* Source text
━━━━━━━━━━━━━━━━━━━━━━━━━━━━━━

For every model there is opportunity. Most use it as a way to travel, to learn and be surrounded by creative people. For some, though, being a model brings with it a chance to make a statement. Discovered by casting director Daniel Peddle, Haatepah is a new face from California. Haatepah is also an activist determined to use his opportunity to raise awareness about the issues faced by Indigenous peoples of the Americas.

Photography Benjo Arwas for — Clothing model’s own. Model Haatepah @ Storm Management (Los Angeles)

By Daniel Peddle
“My partner at The Secret Gallery, Drew Dasent, and I were looking for indigenous talent for Riccardo Tisci back when he was at the helm of Givenchy. I came across Haatepah first through social media searches as there are almost no First Nations models represented by modelling agencies in the major markets. We have been at the forefront for the push for diversity in fashion for over two decades and it is so exciting to finally see big improvements being made but still, indigenous models are missing from the rainbow. So when I found Haatepah’s soulful face I was really inspired. You can feel the power of his story just by looking in his eyes. He’s Kumeyaay, Yaqui, Apache, Athabaskan and Chichimeca. He’s also six feet tall! We became friends and I quickly learned he is much more than a great looking guy. We really hope to be an ally in helping him gain the kind of notoriety that fashion could bring him. This could be a powerful tool in his efforts to raise awareness about the injustices his people face.”

People working within fashion come from such a diverse range of backgrounds. I’m always curious about where someone is from and what kind of life they have led up until this point. So what is your story? Where are you from and how would you describe your upbringing and life so far?

Háawak! I’m originally from the Bay Area and I was adopted at a young age. I grew up yearning for knowledge of my culture and an understanding of what it means to be Indigenous in my own homeland. I grew up facing discrimination, which fueled a lot of insecurities as a youth. But I quickly learned to combat this and healed myself through sports, Indigenous ceremony and community.

My life so far has been a roller-coaster ride. Becoming a model and using the little platform I have to advocate has been instrumental in helping my people and spreading awareness through the organization my brother and I co-founded: Indigenous Alliance Movement or I.A.M. for short.

It’s obvious from your Instagram that you are strongly connected to your heritage and involved in activism. What is an issue that has affected you the most on a personal level?

━━━━━━━━━━━━━━━━━━━━━━━━━━━━━━

[Data for grounding objects from natural-language descriptions]
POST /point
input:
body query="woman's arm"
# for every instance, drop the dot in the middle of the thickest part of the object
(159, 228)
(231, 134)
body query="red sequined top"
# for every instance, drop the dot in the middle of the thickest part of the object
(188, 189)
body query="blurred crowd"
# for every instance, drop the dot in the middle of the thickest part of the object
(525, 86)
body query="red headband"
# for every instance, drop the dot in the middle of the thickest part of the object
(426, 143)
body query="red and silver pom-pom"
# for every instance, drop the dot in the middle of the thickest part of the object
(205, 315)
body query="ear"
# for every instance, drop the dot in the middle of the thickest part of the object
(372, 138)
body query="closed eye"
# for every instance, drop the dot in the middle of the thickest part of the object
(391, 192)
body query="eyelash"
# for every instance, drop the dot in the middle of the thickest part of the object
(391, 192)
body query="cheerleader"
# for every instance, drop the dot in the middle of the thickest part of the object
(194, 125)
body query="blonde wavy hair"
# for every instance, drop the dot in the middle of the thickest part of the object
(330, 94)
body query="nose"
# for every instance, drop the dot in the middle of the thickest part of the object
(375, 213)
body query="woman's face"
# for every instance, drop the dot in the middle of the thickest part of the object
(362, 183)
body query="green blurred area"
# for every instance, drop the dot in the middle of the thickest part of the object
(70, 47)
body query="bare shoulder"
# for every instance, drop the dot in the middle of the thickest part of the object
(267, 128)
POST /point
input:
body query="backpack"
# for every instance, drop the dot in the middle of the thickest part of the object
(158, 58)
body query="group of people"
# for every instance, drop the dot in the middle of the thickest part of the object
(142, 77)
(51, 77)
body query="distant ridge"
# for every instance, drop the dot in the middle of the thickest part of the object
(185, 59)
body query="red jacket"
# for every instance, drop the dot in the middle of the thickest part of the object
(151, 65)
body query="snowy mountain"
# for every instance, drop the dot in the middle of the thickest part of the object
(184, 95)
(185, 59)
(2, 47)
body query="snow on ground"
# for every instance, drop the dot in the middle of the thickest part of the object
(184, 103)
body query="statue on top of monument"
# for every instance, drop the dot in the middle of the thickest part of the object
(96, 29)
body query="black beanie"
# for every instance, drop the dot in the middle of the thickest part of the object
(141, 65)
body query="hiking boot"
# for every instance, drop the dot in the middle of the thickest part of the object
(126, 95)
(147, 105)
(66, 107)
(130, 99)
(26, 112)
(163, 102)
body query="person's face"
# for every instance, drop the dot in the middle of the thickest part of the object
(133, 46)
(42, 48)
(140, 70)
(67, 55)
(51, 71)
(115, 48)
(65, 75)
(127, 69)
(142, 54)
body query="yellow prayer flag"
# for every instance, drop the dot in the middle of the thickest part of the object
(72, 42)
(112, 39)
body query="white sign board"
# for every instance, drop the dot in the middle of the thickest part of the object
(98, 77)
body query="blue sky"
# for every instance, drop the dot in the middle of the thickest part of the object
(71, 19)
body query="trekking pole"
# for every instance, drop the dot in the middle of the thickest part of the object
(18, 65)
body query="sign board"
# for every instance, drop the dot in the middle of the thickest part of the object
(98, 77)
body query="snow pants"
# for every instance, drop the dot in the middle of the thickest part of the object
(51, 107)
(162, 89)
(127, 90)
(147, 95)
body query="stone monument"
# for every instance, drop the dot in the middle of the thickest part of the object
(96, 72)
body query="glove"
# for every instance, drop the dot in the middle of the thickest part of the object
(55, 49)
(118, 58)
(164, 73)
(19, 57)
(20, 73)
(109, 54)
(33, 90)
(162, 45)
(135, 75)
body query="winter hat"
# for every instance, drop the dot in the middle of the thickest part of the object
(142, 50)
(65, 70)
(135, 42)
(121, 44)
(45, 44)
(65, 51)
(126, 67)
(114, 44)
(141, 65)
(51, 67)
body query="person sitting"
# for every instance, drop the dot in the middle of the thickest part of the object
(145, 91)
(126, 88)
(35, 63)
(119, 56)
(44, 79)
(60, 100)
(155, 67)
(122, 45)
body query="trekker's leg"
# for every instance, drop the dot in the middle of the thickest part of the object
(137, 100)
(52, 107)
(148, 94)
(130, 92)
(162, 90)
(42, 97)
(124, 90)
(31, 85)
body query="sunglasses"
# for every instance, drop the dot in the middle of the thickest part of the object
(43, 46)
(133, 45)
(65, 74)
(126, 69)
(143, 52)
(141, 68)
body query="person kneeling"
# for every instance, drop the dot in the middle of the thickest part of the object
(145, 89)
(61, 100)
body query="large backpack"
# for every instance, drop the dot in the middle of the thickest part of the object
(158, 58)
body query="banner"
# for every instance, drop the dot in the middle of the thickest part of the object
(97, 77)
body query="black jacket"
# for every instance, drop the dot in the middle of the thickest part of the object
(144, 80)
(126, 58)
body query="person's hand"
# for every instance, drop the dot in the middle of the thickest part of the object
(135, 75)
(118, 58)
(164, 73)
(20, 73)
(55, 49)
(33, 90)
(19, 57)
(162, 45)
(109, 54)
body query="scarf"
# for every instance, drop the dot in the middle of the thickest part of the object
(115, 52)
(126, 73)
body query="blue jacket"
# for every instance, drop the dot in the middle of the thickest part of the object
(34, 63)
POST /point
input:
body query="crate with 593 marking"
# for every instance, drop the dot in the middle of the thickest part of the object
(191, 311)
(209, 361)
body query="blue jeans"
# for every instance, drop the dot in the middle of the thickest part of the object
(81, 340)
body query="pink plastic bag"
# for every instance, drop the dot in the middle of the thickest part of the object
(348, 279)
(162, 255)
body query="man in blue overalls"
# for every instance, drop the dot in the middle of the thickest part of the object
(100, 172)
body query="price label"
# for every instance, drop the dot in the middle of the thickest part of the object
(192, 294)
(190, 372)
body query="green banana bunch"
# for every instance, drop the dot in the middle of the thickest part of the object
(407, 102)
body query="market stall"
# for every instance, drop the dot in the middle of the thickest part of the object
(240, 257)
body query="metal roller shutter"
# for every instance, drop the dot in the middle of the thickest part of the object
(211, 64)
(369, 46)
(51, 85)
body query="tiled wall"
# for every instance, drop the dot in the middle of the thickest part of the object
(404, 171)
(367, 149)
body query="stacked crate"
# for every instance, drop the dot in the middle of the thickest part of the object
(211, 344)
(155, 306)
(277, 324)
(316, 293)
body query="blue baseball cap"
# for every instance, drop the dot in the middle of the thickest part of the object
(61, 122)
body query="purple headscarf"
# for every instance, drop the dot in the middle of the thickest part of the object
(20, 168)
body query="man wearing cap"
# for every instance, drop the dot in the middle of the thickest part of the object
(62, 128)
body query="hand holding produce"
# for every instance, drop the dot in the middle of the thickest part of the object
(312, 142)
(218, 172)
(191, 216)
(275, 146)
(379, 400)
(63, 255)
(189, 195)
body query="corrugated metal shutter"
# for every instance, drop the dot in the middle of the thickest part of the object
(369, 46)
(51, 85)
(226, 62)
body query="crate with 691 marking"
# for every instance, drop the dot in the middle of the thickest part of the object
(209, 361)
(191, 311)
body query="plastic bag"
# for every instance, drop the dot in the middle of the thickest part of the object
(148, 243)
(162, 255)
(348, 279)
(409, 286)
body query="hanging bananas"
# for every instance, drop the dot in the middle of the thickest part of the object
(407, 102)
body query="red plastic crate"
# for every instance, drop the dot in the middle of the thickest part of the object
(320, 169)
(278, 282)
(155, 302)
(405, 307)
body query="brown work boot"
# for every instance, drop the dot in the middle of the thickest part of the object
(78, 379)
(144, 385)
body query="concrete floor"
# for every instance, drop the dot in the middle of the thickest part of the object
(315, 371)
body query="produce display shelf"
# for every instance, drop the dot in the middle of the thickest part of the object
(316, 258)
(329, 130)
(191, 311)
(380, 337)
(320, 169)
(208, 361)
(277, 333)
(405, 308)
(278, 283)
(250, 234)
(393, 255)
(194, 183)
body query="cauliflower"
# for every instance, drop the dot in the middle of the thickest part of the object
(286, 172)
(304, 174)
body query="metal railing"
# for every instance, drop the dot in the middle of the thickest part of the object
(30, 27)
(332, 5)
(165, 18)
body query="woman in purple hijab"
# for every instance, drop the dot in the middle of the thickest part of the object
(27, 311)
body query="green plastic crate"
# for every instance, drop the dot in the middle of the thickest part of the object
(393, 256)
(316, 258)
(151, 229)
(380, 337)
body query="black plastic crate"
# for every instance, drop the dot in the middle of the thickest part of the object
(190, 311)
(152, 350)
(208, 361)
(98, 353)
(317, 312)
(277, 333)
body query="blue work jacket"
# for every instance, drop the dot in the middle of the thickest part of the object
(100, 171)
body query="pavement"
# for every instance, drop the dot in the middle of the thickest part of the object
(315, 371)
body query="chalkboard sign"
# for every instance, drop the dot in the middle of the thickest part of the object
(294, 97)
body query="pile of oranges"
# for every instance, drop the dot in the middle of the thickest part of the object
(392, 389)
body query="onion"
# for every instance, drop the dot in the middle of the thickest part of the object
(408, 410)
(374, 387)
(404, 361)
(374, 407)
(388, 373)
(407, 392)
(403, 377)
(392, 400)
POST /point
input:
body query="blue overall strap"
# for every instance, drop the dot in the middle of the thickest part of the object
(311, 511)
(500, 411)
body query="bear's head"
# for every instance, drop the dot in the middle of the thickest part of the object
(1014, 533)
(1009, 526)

━━━━━━━━━━━━━━━━━━━━━━━━━━━━━━

* Set of tasks
1. Answer these from the Haatepah interview:
(a) Who discovered Haatepah?
(b) Where is Haatepah originally from?
(c) What organization did Haatepah co-found with his brother?
2. Please transcribe the Haatepah interview from "Háawak! I’m originally" to "ceremony and community.".
3. Pick up the Haatepah interview where it stops and continue it.
You can set the lines aside; none of the work calls for them.

* Answers for each item
1.
(a) Casting director Daniel Peddle
(b) The Bay Area
(c) Indigenous Alliance Movement, or I.A.M. for short

2.
Háawak! I’m originally from the Bay Area and I was adopted at a young age. I grew up yearning for knowledge of my culture and an understanding of what it means to be Indigenous in my own homeland. I grew up facing discrimination, which fueled a lot of insecurities as a youth. But I quickly learned to combat this and healed myself through sports, Indigenous ceremony and community.

3.
One? There are so many . . . I would say the recent happenings with families getting separated and put in detention centers is one that resonates with me. Especially seeing history repeat itself considering what happened with Indigenous people in boarding schools and the missions in California in the last centuries.

Cultural appropriation by fashion brands and/or people in the public eye is something that has drawn a lot more criticism in recent years, much more than it did in the past. But not everyone understands why addressing it is necessary or why people are offended by it. Can you give some insight from your perspective?
I think cultural appropriation in fashion is a problem because it is an erasure of Indigenous voices/culture. It’s copying things we hold very sacred to us. It’s hurtful to see something copied without permission and disenfranchises our people and our struggles.

What are some ways people can educate themselves about issues like indigenous rights or become involved with/support the cause?
Learn about our organization and get involved with Native community and ceremony. For those outside the United States, reaching out goes a long way. Sometimes the best thing you can do for Indigenous people is just to listen and let them share their voice. Don’t interrupt or speak for us, just listen and open your mind and heart. Come from a place of understanding. Go out of your way to research and try looking for information from Indigenous sources.

Quick Questions

How did your career in fashion get started? Have you always had an interest in the industry?
I wasn’t always interested. I was discovered by Daniel and then got turned on to it. So far so good. I’m happy to have the opportunities I’ve had and hope they continue to grow.

What is the biggest misconception people have about you as a person?
The biggest misconception people have about me is that I’m a self-absorbed model! But I always put my Community and Family before myself.

Who was the first artist to make a big impression on you?
That would probably be John Trudell. His words resonate deeply with me. I stand with a lot of what he says and speaks about.

Who was the last artist to make a big impression on you?
My partner Glenda Hernandez Quezada. She inspires me because a lot of her art deals with identity, which I find very powerful.

What has been the biggest surprise or learning curve in the industry so far?
Definitely learning patience. I’ve learned to be patient with photographers making their art. I really appreciate all the effort that goes into their photos.

What motivates you?
My people and Ancestors motivate me. As well as my family and my brothers.

What keeps you up at night?
Probably my insomnia, haha!

What/who is under-appreciated?
Our Elders are under-appreciated definitely… also those fighting for environmental rights on the frontlines.

Name three artists you wouldn’t mind being compared to:
John Trudell, Maya Angelou, Eddie Spears.

What’s the best experience you’ve had in fashion?
The best experience I have had in fashion so far was working with Patricia Morales and Damon Baker.

What project are you working on now/next?
Currently, I’m going to be doing a Western shoot… more details to come! Thank you for this opportunity! Tlazocamati!